#### THE PROBLEM:
Provide the records once more, identical to the original.
[INPUT — start]
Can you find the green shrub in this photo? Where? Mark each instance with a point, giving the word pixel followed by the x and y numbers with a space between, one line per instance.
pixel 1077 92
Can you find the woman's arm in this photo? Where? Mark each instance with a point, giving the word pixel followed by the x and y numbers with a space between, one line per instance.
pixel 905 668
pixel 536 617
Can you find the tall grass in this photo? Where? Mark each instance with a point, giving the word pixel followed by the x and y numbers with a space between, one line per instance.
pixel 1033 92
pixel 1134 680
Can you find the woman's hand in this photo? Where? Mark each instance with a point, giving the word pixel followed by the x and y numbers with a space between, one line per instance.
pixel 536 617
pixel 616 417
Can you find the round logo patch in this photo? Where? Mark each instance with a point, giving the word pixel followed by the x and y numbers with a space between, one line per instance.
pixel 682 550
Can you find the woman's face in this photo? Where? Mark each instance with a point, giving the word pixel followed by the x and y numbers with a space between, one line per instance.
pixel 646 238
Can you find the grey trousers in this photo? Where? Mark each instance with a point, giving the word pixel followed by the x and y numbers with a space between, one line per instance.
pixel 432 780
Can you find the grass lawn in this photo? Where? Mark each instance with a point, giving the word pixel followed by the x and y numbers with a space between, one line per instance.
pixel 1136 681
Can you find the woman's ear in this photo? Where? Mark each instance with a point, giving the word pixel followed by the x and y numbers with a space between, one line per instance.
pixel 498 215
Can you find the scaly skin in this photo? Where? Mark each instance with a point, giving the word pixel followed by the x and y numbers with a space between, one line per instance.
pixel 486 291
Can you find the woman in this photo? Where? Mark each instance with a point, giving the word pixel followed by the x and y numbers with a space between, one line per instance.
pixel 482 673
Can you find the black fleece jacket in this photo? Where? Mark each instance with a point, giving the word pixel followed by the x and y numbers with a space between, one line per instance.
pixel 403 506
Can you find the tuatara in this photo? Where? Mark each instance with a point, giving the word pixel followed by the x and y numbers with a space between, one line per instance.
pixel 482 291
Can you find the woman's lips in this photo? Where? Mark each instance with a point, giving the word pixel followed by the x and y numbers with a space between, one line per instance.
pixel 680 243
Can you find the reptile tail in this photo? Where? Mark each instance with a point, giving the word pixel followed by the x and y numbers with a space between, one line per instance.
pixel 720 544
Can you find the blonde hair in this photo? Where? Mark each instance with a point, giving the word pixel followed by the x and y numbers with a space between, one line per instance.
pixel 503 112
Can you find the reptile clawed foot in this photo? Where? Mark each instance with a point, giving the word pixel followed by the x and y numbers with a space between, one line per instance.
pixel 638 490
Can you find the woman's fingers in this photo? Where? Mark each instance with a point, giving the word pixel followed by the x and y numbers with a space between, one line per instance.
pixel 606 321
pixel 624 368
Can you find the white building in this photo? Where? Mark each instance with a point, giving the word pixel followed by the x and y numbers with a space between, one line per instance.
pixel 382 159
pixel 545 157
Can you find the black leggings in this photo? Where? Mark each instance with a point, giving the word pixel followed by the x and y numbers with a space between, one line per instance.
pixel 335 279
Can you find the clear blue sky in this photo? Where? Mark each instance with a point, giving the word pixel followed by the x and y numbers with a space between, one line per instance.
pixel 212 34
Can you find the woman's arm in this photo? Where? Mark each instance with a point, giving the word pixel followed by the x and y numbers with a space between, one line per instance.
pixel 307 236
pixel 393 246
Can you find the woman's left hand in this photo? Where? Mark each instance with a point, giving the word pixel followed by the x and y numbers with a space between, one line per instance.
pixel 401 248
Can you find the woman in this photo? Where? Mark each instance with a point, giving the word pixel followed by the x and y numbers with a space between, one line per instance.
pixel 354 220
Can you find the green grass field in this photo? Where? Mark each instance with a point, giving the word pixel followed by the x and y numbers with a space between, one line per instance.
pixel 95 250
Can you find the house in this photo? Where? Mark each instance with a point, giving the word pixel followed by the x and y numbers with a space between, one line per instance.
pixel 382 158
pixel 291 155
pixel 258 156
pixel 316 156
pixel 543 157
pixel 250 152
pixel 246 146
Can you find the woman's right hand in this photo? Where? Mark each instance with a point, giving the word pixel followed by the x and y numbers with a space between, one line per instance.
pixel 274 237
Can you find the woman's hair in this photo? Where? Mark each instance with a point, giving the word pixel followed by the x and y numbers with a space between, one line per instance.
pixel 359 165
[INPUT — finish]
#### TASK ANSWER:
Can you find the green shrub in this photo? Where? Mark each instance with a point, giving the word pixel followed by the x and y numbers with a space between, one line per instance.
pixel 1077 92
Can you find the woman's arm in this photo? Where? Mark each instance with a point, giving the word pixel followed by the x and y numbers with a space between, one line per instance.
pixel 905 668
pixel 536 617
Can you find the tall grass in this photo? Where? Mark each instance with a point, giving the word pixel followed by the x and y numbers with a space between, one line per instance.
pixel 1033 92
pixel 1134 680
Can you find the woman's hand in this photo? Where? Mark each instance with a point, giving the word pixel followed by the x and y numbers with a space between, one line per instance.
pixel 536 617
pixel 616 417
Can you find the round logo patch in this photo? Where? Mark each instance with a point, giving the word pixel followed by the x and y numbers with a space between, one line per instance.
pixel 682 550
Can you find the woman's face in this photo? Where? Mark each instance with a point, giving the word pixel followed by the x and y numbers with a space between, one line per instance.
pixel 646 238
Can you find the grey trousers in this photo? Where? Mark each instance with a point, giving the word pixel followed by the x and y numbers with a space between, one line per instance.
pixel 432 780
Can you find the grass lawn in this photo? Where? Mark each instance with a point, giving the word pixel followed by the x and y numbers with a space between, one line per instance.
pixel 1136 681
Can you find the woman's ear in this photo? Where? Mark each instance with a point, giving the word pixel followed by the x and y numbers with a space between, one line per instance.
pixel 498 215
Can you find the scaly skin in this photo? Where? Mark each instance with a point, giving the word pixel followed by the x and y numbers with a space between, one line per instance.
pixel 486 291
Can you find the woman in this photo? Where? Mark each instance with a point, giving the word pixel followed by the x and y numbers with a space between, one line per instance.
pixel 482 673
Can you find the black fleece jacket in this photo? Where? Mark each instance with a point, giving the word pixel followed by the x and y numbers with a space between, one line per instance.
pixel 403 506
Can you find the tuatara in this photo? Where? Mark each instance with a point, giving the word pixel followed by the x and y numbers with a space between, one line per instance.
pixel 482 291
Can you find the woman's lips in this photo? Where? Mark each instance with a point, giving the word pixel followed by the x and y numbers with a space between, one line per instance.
pixel 680 243
Can you find the reptile tail in this photo? Where? Mark each instance with a point, giving the word pixel followed by the x and y numbers with a space between, one line per instance.
pixel 720 544
Can you find the blonde hair in this photo? Where? Mark each instance with a point, giving the word pixel followed by the x and y numbers with a space between, one line per instance.
pixel 503 112
Can you find the reptile clawed foot in this photo? Where? Mark each instance with a point, giving the word pixel followed by the x and y numbers with a space between, one line per instance.
pixel 638 490
Can you find the woman's fingers in this photo? Where? Mark each instance with a point, giving the word pixel followed by the x and y numbers with a space between, one line per instance.
pixel 606 321
pixel 624 368
Can you find the white building in this photo? Where? Mark each instance with a point, giving the word pixel followed by the x and y numbers with a space between, one line per instance.
pixel 382 159
pixel 545 157
Can you find the black leggings in this photo? Where? Mark each instance with a point, giving the word pixel followed by the x and y numbers with a space between, one line per instance.
pixel 335 279
Can you find the clear blue sky in this photo? Where? Mark each instance with a point, giving the word pixel followed by the x and y numbers with a space between, one line per instance.
pixel 212 34
Can you find the woman's arm in this photo? Where? Mark each instance with a point, giving the word pixel followed by the x and y numbers with a space between, one line per instance.
pixel 307 236
pixel 393 246
Can you find the woman's left hand in this photo? Where? Mark each instance with a point, giving the word pixel followed by the x and y numbers with a space between, one line per instance.
pixel 401 248
Can you find the woman in this photo? Where? Mark each instance with a point, giving the word pixel followed by the x and y numbers with a space between, one line per instance.
pixel 354 220
Can you find the green grass field in this photo? Where? Mark each instance with a point, giving the word pixel followed by the x and y numbers with a space between, one line per instance.
pixel 95 250
Can you find the house in this photo? Where? Mark each instance with a point, giving the word pixel followed by the x and y numbers with a space between, one line per instance.
pixel 382 158
pixel 291 155
pixel 258 156
pixel 316 156
pixel 543 157
pixel 250 152
pixel 246 146
Can you find the woman's right hand in this photo? Where? Mark each instance with a point, giving the word pixel followed by the x and y numbers with a space between, one line per instance.
pixel 274 237
Can you find the woman's hair in this photo? Where? Mark each instance with a point, giving the word pixel followed by the x and y numbers with a space between, one line per instance.
pixel 359 165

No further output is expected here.